# EXERCISE GOAL
If an entry holds a picture, leave that picture out; copy everything else exactly.

*** MATERIAL TO PROCESS ***

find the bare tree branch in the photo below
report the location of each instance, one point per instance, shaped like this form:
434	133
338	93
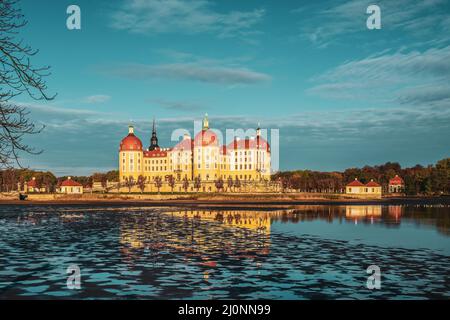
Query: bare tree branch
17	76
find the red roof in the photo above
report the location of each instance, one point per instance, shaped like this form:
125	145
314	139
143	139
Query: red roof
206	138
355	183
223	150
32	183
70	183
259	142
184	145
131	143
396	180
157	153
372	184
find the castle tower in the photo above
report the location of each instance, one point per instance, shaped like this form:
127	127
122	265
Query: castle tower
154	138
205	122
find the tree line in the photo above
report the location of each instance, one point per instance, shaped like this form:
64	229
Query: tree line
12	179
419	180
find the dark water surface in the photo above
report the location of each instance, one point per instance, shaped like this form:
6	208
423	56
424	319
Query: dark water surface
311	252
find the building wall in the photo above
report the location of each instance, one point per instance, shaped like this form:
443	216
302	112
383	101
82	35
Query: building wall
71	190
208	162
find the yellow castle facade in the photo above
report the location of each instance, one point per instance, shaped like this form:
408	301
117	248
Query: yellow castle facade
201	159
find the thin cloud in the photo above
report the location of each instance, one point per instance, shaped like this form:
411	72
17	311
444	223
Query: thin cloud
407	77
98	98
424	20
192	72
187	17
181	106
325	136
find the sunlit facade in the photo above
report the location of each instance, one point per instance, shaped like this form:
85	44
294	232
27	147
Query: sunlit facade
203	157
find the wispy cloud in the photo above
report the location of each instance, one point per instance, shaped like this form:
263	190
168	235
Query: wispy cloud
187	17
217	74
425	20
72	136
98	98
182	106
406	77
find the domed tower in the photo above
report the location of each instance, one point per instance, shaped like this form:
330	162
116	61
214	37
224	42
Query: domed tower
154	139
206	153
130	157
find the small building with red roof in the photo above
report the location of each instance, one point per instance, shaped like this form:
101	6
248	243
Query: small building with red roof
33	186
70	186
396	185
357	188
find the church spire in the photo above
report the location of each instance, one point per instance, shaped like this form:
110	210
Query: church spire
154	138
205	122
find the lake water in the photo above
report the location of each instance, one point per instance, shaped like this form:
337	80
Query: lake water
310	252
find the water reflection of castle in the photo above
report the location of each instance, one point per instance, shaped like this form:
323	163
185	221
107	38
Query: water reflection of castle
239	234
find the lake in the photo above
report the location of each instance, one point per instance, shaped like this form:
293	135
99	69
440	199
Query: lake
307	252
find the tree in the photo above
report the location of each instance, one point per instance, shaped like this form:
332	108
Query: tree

***

# ANSWER SECTION
find the bare tree branch in the photo below
report the location of each instance, one point per instance, shaped like this form:
434	133
338	93
Query: bare tree branch
17	76
find the red roof in the photo above
report the location of each instance, one point per instance, shaped like this form:
125	145
314	139
143	139
Query: red roof
206	138
355	183
223	150
32	183
70	183
259	142
184	145
131	143
396	180
157	153
372	184
find the castle tower in the photo above
report the location of each instance, one point per instance, shaped like this form:
127	127
122	265
Query: castle tower
154	138
205	122
find the tree line in the photo above
report the location of each instance, one point per instance, shaped like this form:
64	229
Query: tree line
12	179
419	180
find the dark water surface in the photo above
report the location of each instance, one point per instance, shaped like this form:
6	208
423	56
424	319
Query: dark water surface
311	252
find the building wall in the photo above
report the location of each instance, one point per instance, shaped like this form:
443	216
302	112
383	101
82	35
Query: building wall
71	190
208	162
find the yellow castle facade in the photo above
report the location of each instance, one point per instance, shaped like this form:
408	301
117	248
Query: yellow castle facade
201	159
find the thin cloud in the photo above
report the location of each instance, one point per instance, shaped like this form:
411	72
17	311
444	223
Query: thin cloud
407	77
98	98
424	20
192	72
187	17
181	106
325	136
find the sunlit facade in the photo above
report the location of each instance, one point per instance, shaped like this form:
85	44
294	232
27	147
Query: sunlit facade
203	157
find the wispy cloud in the photo above
report the location of each instance, one point per instance, shaped like this form:
263	190
168	235
Query: wispy cloud
187	17
217	74
425	20
72	136
98	98
182	106
406	77
find the domed tower in the photo above
report the location of each instance, one point per instance, shaped like this form:
330	162
116	61
214	37
224	42
Query: domed tower
154	139
206	153
130	157
find the small building with red roof in the photo above
report the location of each instance, one point per instance, shaped like this form:
101	6
248	243
Query: small building with red roof
33	186
70	186
396	185
357	188
find the church spire in the photo above
report the location of each instance, one point per instance, shaped like this form:
110	210
Query: church spire
154	138
205	122
find the lake water in the photo above
report the location of each instance, one point per instance, shaped like this form:
337	80
Query: lake water
310	252
find the water reflection of castle in the photo above
report the location of each instance, one point per instance, shaped like this form:
323	163
185	221
107	38
Query: water reflection of castle
239	234
find the lake in the photo above
report the location of each instance, one point per instance, shaped like this form:
293	135
99	69
440	199
Query: lake
307	252
find the tree in the photo above
report the location of each instance, one point per instance, shaped like this form:
332	108
Query: tree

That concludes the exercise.